DOCUMENT EXTRACT ▸
Washington: Patients with advanced thyroid cancer have for many years faced bleak prospects and no viable treatment options.
But now, building on recent discoveries about the genetics and cell signaling pathways of thyroid tumors, researchers are developing exciting new weapons against the disease, using kinase inhibitors that target tumor cell division and blood vessels. Two recent clinical trials led by a researcher from the Perelman School of Medicine at the University of Pennsylvania showcase the great promise of these new approaches.
The first study provides additional data from the phase III DECISION trial of the drug sorafenib, a kinase inhibitor already approved for treatment of kidney and liver cancer, which was presented as a plenary during the 2013 annual American Society of Clinical Oncology meeting.
In the newly released findings, lead author Marcia Brose, MD, PhD, an assistant professor in the department of Otorhinolarlyngology: Head and Neck Surgery and the division of Hematology/Oncology in the Abramson Cancer Center, and her colleagues examined the effectiveness of sorafenib on thyroid cancers that harbor BRAF and RAS mutations.

EXTRACTED INFORMATION ▸

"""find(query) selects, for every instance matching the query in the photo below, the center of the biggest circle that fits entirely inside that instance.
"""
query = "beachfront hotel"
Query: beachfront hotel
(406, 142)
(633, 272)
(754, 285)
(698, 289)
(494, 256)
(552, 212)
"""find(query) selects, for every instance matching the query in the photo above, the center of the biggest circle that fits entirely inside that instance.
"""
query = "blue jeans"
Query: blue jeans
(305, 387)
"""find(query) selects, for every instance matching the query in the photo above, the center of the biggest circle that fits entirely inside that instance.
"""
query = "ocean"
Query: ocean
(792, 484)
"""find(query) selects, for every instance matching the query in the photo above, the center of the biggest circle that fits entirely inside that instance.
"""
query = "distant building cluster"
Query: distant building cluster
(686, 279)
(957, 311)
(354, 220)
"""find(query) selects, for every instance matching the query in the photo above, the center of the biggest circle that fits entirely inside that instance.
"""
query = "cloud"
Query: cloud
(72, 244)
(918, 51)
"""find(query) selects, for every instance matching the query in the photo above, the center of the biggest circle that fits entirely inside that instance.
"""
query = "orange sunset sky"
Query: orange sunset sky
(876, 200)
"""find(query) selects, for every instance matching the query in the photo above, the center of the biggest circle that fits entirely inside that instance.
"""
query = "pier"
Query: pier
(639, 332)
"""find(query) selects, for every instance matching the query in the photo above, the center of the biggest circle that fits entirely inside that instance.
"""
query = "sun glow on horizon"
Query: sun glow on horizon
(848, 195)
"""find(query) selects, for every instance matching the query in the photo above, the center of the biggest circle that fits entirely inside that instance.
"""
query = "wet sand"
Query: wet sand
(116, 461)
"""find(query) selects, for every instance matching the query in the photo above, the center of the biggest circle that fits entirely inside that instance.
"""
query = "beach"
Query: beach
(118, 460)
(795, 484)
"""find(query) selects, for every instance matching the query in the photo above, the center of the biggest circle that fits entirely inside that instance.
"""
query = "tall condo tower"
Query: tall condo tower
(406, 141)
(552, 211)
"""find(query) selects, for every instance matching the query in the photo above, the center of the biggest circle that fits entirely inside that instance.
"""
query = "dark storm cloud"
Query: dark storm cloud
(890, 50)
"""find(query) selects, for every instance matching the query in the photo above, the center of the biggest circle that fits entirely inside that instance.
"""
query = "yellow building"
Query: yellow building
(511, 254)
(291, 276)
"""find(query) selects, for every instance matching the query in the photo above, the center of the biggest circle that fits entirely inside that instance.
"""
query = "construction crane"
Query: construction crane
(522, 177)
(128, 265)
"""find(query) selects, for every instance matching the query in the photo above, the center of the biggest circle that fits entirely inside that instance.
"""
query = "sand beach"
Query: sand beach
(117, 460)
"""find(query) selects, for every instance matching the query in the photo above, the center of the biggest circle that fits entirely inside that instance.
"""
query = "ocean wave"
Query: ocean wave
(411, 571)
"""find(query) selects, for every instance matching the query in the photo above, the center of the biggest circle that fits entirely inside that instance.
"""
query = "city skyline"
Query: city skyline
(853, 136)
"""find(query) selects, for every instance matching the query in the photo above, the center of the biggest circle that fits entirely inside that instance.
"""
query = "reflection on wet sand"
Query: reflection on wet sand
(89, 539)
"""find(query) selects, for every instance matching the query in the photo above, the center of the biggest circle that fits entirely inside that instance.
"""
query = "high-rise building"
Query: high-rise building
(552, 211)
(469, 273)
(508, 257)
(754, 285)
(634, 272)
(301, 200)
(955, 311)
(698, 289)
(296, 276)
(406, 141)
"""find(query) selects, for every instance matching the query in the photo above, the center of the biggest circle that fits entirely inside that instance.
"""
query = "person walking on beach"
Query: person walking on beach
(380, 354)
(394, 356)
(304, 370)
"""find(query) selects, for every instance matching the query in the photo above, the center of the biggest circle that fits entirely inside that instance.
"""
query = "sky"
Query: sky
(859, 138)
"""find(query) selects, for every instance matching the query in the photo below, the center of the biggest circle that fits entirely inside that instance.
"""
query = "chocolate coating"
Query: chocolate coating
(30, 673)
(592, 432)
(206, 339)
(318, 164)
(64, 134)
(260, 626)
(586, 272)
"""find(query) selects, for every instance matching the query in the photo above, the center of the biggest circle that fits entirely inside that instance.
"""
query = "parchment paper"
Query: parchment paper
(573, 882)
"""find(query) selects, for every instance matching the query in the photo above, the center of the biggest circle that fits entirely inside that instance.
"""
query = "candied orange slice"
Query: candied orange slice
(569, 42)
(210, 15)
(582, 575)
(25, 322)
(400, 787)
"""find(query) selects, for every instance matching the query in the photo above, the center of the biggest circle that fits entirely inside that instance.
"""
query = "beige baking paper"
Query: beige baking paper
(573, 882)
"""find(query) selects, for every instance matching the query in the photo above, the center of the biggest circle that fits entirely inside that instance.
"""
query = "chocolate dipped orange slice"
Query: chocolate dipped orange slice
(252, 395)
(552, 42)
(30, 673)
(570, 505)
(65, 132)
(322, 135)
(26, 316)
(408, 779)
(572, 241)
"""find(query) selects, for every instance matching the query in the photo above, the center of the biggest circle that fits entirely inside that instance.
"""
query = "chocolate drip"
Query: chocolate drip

REQUIREMENT A ▸ According to the thyroid cancer article, for which cancers is sorafenib already approved?
REQUIREMENT B ▸
For each statement, answer yes or no according to the thyroid cancer article, and quote the words that decide it.
(i) Sorafenib is already approved for treating kidney and liver cancer.
(ii) The DECISION trial of sorafenib was a phase II trial.
(iii) Marcia Brose is a full professor.
REQUIREMENT C ▸ Carry on the thyroid cancer article from its last sentence.

WRITTEN REPLY A ▸ Kidney and liver cancer.

WRITTEN REPLY B ▸
(i) Yes: "a kinase inhibitor already approved for treatment of kidney and liver cancer"
(ii) No: "the phase III DECISION trial of the drug sorafenib"
(iii) No: "an assistant professor"

WRITTEN REPLY C ▸
Of the 417 patients enrolled in the trial, 256 had tumors collected for genetic analysis. As they expected, the most common mutations were found in the BRAF and RAS genes.
However, the analyses show that all groups, regardless of the presence of a BRAF and RAS mutation benefited from treatment with sorafenib.
The use of sorafenib for the first line treatment for advanced differentiated thyroid cancer is now being evaluated for approval by the FDA, which would represent the first effective drug for advanced thyroid patients in more than 40 years. The second study Brose will present during the European Cancer Congress focused on the subgroup of patients with papillary thyroid cancer (PTC), which is the most prevalent form of advanced thyroid cancer. (ANI)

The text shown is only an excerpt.